*RAW DATA:*
"""

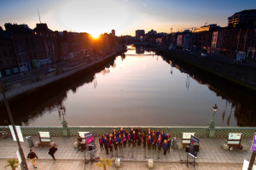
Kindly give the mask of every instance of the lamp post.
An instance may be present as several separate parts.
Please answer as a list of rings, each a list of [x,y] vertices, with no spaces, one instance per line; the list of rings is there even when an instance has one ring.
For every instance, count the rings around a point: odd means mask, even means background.
[[[65,121],[65,117],[64,117],[64,115],[66,115],[66,108],[64,105],[61,105],[59,110],[58,110],[59,113],[61,115],[62,115],[63,118],[62,118],[62,128],[67,128],[67,122]]]
[[[64,105],[61,105],[59,109],[58,109],[59,114],[62,115],[63,118],[62,118],[62,133],[64,136],[68,136],[68,130],[67,130],[67,122],[65,120],[64,116],[66,115],[66,108]]]
[[[209,124],[209,128],[214,128],[214,116],[215,116],[215,113],[217,111],[217,109],[218,109],[218,106],[217,105],[215,104],[213,106],[212,106],[212,119],[210,121],[210,124]]]
[[[20,139],[19,139],[19,136],[18,136],[18,133],[17,133],[17,131],[16,131],[16,127],[15,125],[13,116],[12,116],[12,113],[10,111],[10,109],[9,109],[7,99],[5,97],[4,91],[3,91],[3,88],[2,88],[1,82],[0,82],[0,88],[1,88],[1,91],[2,91],[2,94],[3,94],[3,99],[4,100],[4,104],[5,104],[5,106],[6,106],[6,109],[7,109],[7,112],[8,112],[8,116],[9,116],[9,120],[11,122],[11,124],[13,126],[13,129],[14,129],[14,132],[15,132],[15,135],[16,137],[16,140],[17,140],[17,144],[18,144],[18,147],[19,147],[19,153],[20,153],[20,157],[21,157],[20,168],[21,168],[21,170],[28,170],[27,165],[26,165],[26,158],[25,158],[25,156],[24,156],[24,152],[23,152],[23,150],[21,148],[21,145],[20,145]]]

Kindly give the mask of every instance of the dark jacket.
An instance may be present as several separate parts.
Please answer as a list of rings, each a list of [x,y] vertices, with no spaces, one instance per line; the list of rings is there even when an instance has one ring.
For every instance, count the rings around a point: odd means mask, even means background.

"""

*TASK DIRECTIONS:* Rewrite the entire listing above, substituting "Please supply" for every occurrence of "Kindly give" and leaving everything else unchanged. Leave the pictures out of the reproduced listing.

*EXERCISE RESPONSE:*
Please supply the mask of every instance of the lamp post.
An instance may be present as several separate parts.
Please answer as a list of rings, each a list of [x,y] vertices, with no spaces, one instance per line; the list of rings is there even when an instance has one ring.
For every instance, count the rings around a point: odd means mask, even means background.
[[[65,121],[65,117],[64,117],[64,115],[66,115],[66,108],[64,105],[61,105],[59,110],[58,110],[59,113],[61,115],[62,115],[63,118],[62,118],[62,128],[67,128],[67,122]]]
[[[64,105],[61,105],[59,109],[58,109],[59,114],[62,115],[63,118],[62,118],[62,133],[64,136],[68,136],[68,130],[67,130],[67,122],[65,120],[64,116],[66,115],[66,108]]]
[[[209,124],[209,128],[214,128],[214,116],[215,116],[215,113],[217,111],[217,109],[218,109],[218,106],[217,105],[215,104],[213,106],[212,106],[212,119],[210,121],[210,124]]]
[[[20,139],[19,139],[19,136],[18,136],[18,133],[17,133],[17,131],[16,131],[16,127],[15,125],[13,116],[12,116],[12,113],[10,111],[10,109],[9,109],[7,99],[5,97],[4,91],[3,91],[3,88],[2,88],[1,82],[0,82],[0,88],[1,88],[1,91],[2,91],[2,94],[3,94],[3,99],[4,100],[4,104],[5,104],[5,106],[6,106],[6,109],[7,109],[7,112],[8,112],[8,116],[9,116],[9,120],[11,122],[11,124],[13,126],[13,129],[14,129],[14,132],[15,132],[15,135],[16,137],[16,140],[17,140],[17,144],[18,144],[18,147],[19,147],[19,153],[20,153],[20,157],[21,157],[20,168],[21,168],[21,170],[28,170],[27,165],[26,165],[26,158],[25,158],[25,156],[24,156],[24,152],[23,152],[23,150],[21,148],[21,145],[20,145]]]

Please supply the mask of every instance of the dark jacket.
An instance may be present as several separate parts.
Please answer as a list of rings, each a list of [x,y] vertices, with no spaces, one instance per line; the list of rings is there even when an instance has one ring.
For every instance, count the rings around a point: odd means mask, even means background.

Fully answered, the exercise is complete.